▶ _Article_
══════
As with other patterns in this category, the journey toward the goal will be incremental, perennial, lurching, and met by setbacks as well as successes. There are tasks for many people with a wide variety of roles and responsibilities; professionals like lawyers, think tank and NGO staff, government officials, and academics can engage with the public on these issues in addition to their more specialized and technical concerns. There are hosts of organizations and projects in which people can engage. Communication with people in other countries is especially important because this helps ensure that people realize that people in other countries are not abstract nonpersons. This, of course, represents a major hurdle: many people because of poverty, language barriers, or other reasons cannot easily engage with people outside their region.


Martha Nussbaum, in her 1994 discussion on the Stoics in ‘‘Patriotism and Cosmopolitanism,’’ refers to the fact that each of us dwells, in effect, in two communities: the local community of our birth and the community of human argument and aspiration that ‘‘is truly great and truly common, in which we look neither to this corner nor to that, but measure the boundaries of our nation by the sun’’ (Seneca, De Otio).

Verbiage for pattern card: 

Citizenship is the formal relationship between a person and a country and often is described in terms of rights and responsibilities. The idea has shifted over time, from Greek city-state to modern nation-state. Citizenship often determines access to health care, education, and other rights that arguably should be universal. The journey towards global citizenship will be incremental, perennial, lurching, and will be met by setbacks as well as successes.
══════
▶ _Stored data_
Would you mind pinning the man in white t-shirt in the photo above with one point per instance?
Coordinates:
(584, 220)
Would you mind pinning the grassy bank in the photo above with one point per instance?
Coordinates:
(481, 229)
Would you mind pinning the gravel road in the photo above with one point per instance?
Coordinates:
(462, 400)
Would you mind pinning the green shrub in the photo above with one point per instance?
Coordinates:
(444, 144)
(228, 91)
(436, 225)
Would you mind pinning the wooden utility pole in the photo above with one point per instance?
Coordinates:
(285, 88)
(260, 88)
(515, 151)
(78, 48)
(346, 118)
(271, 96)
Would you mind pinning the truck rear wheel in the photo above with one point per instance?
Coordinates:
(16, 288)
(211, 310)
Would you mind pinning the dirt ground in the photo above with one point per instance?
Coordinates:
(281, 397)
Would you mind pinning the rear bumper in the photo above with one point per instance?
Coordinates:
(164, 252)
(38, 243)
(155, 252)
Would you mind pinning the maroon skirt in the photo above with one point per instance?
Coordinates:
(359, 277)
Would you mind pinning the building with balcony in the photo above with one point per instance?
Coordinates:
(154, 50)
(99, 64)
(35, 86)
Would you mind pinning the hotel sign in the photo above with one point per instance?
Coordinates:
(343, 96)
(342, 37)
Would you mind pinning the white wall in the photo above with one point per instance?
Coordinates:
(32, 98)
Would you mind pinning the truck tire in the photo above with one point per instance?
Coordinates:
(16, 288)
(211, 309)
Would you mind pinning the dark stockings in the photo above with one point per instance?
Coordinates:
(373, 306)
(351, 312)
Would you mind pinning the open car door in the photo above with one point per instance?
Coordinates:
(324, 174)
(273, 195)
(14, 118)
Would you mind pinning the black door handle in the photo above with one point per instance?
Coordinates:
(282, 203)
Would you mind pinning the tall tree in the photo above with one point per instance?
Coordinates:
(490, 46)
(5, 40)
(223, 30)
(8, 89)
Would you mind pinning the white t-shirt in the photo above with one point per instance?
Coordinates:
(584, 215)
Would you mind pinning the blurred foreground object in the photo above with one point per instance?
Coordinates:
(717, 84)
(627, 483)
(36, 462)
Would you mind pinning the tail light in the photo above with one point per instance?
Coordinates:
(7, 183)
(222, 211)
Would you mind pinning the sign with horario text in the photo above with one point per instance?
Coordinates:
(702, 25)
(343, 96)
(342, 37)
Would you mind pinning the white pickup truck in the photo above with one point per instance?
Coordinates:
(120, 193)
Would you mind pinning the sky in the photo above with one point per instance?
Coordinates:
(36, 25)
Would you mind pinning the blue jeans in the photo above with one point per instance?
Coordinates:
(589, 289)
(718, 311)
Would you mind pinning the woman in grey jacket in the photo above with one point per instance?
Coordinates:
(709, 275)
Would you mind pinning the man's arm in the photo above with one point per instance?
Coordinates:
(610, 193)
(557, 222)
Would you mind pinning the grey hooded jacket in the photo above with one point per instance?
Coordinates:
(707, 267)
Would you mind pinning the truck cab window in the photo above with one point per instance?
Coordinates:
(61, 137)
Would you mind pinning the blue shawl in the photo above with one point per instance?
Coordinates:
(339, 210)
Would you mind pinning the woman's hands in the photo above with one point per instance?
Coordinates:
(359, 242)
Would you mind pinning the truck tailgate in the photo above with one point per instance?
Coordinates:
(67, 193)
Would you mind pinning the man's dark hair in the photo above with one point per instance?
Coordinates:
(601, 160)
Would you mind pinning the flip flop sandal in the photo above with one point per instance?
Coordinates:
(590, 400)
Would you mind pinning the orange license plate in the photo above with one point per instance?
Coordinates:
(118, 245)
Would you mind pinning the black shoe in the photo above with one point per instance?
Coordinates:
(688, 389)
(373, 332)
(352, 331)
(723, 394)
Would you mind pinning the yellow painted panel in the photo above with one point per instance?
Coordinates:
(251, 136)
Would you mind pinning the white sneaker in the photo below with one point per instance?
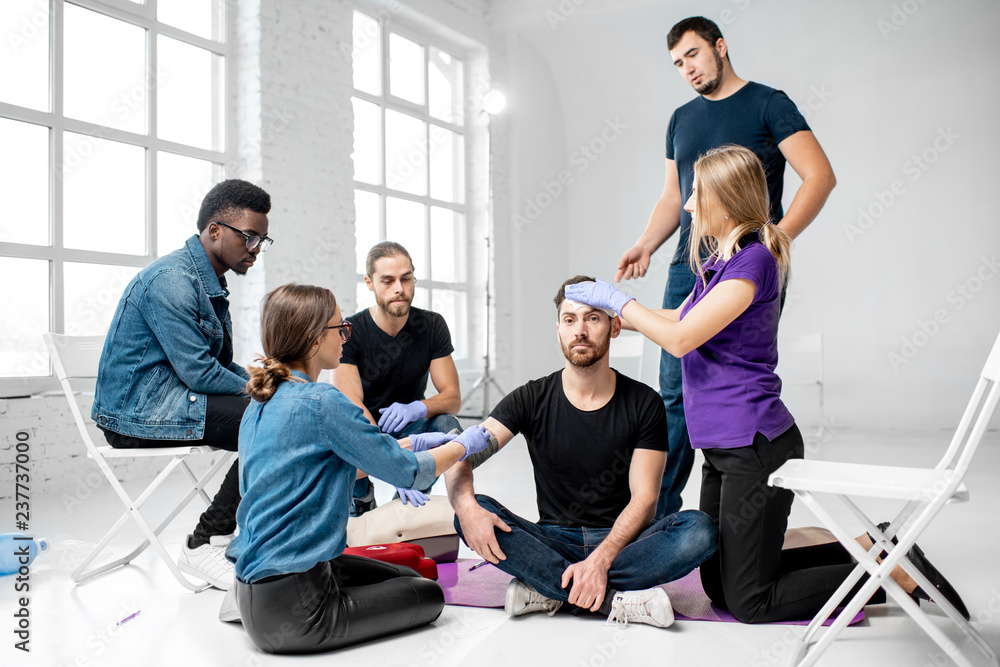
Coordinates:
(651, 606)
(229, 612)
(521, 598)
(209, 562)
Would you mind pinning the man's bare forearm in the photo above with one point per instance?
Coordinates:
(458, 479)
(807, 204)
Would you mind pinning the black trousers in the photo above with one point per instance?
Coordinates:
(343, 601)
(749, 574)
(222, 427)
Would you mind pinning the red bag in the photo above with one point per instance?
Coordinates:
(400, 553)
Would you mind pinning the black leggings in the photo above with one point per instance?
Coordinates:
(222, 427)
(749, 574)
(344, 601)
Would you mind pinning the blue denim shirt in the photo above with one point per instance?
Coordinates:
(299, 452)
(164, 350)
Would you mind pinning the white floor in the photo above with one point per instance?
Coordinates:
(76, 625)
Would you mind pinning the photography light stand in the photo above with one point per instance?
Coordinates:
(493, 103)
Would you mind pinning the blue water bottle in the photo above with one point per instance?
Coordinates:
(17, 550)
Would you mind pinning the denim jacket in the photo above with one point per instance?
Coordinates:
(163, 353)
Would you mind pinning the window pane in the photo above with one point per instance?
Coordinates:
(450, 304)
(188, 84)
(367, 54)
(105, 70)
(406, 223)
(104, 195)
(22, 351)
(367, 153)
(405, 153)
(447, 245)
(365, 297)
(406, 69)
(447, 165)
(366, 226)
(26, 219)
(199, 17)
(445, 86)
(181, 184)
(91, 294)
(24, 53)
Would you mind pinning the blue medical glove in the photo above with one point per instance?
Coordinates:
(474, 439)
(421, 442)
(416, 498)
(395, 417)
(599, 294)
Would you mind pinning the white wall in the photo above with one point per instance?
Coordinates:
(879, 87)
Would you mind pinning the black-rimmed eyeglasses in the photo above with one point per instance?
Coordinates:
(253, 240)
(345, 329)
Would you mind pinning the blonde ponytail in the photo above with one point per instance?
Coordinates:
(779, 243)
(731, 179)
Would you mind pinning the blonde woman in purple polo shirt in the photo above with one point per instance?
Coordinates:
(725, 334)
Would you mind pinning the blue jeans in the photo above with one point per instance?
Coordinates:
(439, 424)
(537, 554)
(680, 456)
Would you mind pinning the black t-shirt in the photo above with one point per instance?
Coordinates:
(395, 368)
(755, 116)
(581, 459)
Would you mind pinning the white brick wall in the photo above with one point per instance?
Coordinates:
(293, 126)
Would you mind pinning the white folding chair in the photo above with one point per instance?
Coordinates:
(76, 358)
(924, 491)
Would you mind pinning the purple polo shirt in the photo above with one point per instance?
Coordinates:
(730, 389)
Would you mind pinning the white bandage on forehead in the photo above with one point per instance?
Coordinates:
(576, 305)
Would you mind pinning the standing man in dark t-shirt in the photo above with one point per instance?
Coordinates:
(393, 349)
(597, 442)
(728, 110)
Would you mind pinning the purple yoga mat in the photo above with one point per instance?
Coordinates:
(485, 587)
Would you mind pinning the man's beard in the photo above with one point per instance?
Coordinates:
(589, 358)
(709, 87)
(395, 309)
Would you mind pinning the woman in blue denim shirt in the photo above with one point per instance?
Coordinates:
(301, 443)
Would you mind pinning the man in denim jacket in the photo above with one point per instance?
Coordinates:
(167, 376)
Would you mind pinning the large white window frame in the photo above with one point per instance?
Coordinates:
(461, 331)
(145, 17)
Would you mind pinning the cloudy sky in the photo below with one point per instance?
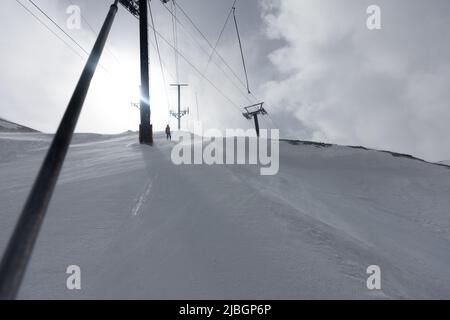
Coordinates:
(323, 74)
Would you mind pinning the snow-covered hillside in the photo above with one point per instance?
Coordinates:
(7, 126)
(141, 227)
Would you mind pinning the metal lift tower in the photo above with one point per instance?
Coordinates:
(139, 9)
(253, 112)
(181, 113)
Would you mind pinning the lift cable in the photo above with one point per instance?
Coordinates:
(175, 38)
(217, 53)
(57, 25)
(232, 81)
(62, 30)
(209, 44)
(196, 69)
(160, 60)
(240, 46)
(220, 37)
(49, 29)
(95, 33)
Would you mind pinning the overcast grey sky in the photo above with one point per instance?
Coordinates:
(323, 74)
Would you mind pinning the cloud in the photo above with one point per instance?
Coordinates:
(346, 84)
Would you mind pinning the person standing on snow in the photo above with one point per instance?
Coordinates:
(168, 133)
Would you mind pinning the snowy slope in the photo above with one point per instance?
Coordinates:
(140, 227)
(7, 126)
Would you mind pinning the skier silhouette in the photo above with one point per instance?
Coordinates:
(168, 133)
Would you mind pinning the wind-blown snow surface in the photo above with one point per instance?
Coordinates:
(7, 126)
(140, 227)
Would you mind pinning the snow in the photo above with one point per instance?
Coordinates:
(8, 125)
(142, 228)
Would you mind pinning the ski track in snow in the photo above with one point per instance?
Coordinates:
(143, 197)
(141, 227)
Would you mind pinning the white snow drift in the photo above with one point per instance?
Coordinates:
(140, 227)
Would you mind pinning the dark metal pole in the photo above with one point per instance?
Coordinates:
(145, 129)
(255, 116)
(179, 108)
(20, 246)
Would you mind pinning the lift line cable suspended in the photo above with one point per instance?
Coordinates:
(49, 29)
(233, 82)
(57, 25)
(95, 33)
(196, 69)
(175, 39)
(23, 239)
(235, 105)
(160, 60)
(240, 46)
(219, 38)
(209, 44)
(62, 30)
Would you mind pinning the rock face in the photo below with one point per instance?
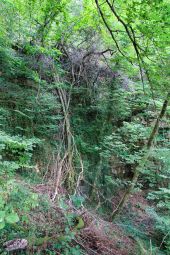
══════
▶ _Work to be completed_
Which professionals does the passage on global citizenship name as able to engage with the public on these issues? The items above are separate material and have no connection to the passage on global citizenship.

▶ _The output_
- Lawyers
- Think tank and NGO staff
- Government officials
- Academics